Material for this exercise:
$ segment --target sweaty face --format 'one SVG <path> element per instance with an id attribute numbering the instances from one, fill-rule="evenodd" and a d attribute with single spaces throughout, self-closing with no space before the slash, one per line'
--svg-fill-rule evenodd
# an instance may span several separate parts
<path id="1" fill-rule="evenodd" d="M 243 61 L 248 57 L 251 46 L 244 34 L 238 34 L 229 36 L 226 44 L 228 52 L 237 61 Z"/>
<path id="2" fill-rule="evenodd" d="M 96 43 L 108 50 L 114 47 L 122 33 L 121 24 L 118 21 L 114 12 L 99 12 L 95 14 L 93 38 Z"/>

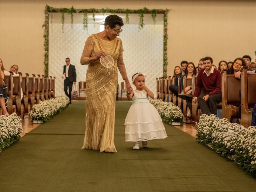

Task to complete: Show each line of the records above that contains the string "instance". Case counts.

Result for this task:
$ segment --target sweaty face --format 'one SVG <path> element per instance with an id attribute numbering the instances from one, fill-rule="evenodd" and a d attribute with single spaces throughout, self-closing with no space before the slash, one per line'
# an instance may span several separate parts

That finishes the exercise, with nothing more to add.